(Dataset rows)
┄┄┄┄┄┄┄┄┄┄
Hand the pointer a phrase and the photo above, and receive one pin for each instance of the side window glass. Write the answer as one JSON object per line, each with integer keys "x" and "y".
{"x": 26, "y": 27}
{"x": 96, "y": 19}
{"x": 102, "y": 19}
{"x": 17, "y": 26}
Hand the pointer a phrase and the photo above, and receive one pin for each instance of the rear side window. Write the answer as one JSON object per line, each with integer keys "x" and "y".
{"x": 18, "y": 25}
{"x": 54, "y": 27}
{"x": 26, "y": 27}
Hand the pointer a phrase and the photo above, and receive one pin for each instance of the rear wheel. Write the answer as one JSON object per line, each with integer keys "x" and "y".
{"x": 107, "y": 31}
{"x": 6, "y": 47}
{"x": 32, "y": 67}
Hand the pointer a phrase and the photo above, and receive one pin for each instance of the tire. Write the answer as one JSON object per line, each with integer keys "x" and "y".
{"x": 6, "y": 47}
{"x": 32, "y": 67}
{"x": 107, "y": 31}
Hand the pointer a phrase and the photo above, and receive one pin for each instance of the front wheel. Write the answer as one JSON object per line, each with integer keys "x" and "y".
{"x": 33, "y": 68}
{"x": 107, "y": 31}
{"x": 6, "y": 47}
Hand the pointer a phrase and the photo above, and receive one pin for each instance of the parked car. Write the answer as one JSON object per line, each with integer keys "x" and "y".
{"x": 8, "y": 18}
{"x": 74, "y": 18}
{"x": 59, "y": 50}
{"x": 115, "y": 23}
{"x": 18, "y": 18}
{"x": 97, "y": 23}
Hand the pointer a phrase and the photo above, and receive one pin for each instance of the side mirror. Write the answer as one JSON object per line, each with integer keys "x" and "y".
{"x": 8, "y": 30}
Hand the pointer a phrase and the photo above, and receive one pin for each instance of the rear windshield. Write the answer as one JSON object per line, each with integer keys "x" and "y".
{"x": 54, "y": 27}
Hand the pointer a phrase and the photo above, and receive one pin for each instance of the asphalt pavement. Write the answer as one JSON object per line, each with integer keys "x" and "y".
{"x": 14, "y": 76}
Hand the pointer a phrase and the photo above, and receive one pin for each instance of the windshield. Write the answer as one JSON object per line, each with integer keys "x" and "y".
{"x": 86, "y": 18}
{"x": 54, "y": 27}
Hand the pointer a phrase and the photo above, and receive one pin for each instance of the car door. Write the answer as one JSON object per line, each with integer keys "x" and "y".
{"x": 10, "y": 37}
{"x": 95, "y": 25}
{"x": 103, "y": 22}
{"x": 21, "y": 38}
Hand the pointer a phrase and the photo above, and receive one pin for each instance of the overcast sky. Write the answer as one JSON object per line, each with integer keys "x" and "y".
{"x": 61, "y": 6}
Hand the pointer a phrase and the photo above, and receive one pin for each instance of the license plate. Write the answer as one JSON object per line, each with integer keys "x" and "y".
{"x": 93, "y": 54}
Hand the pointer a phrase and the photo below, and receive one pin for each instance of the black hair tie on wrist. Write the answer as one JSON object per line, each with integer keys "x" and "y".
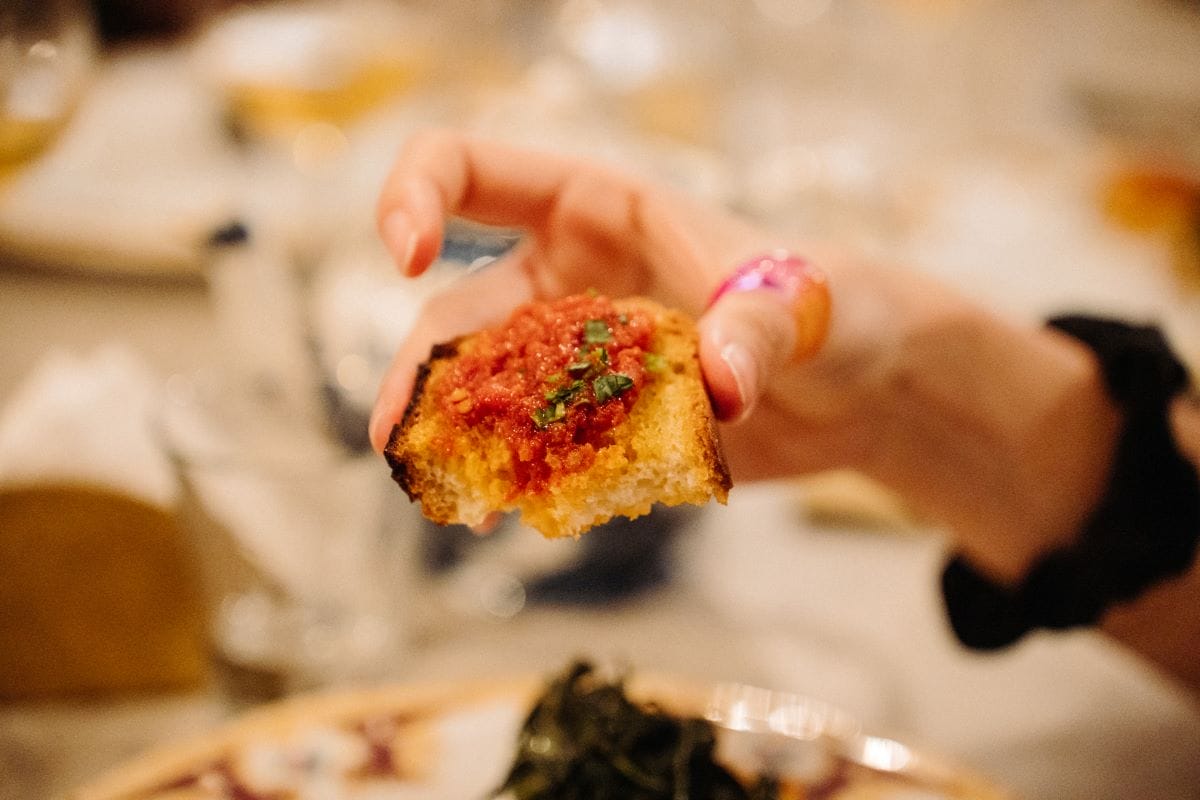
{"x": 1145, "y": 528}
┄┄┄┄┄┄┄┄┄┄
• [Directions] Copy out the lines from the one holding "of the overcast" through the last line, inclusive, changing only the x and y coordinates in the answers: multiply each by 0.95 and round it to a whole number, with halves rounded up. Leave the pictures out.

• [Worked answer]
Hand the pointer a phrase and the photo above, and receive one pin for each instance of the overcast sky. Write the answer as one JSON object per line, each with integer keys "x" and "y".
{"x": 58, "y": 6}
Hand the pointer a phrase and the photo above, and receive one pin for each instance of the license plate. Write the answer as one JSON object per line, each with integer keys "x" and "y".
{"x": 88, "y": 51}
Hand the pointer a phrase and the photo below, and receive one pin for each instance of the black hair tie on wrist. Write the answer as one JSON object per line, each with integer keys "x" and "y".
{"x": 1088, "y": 502}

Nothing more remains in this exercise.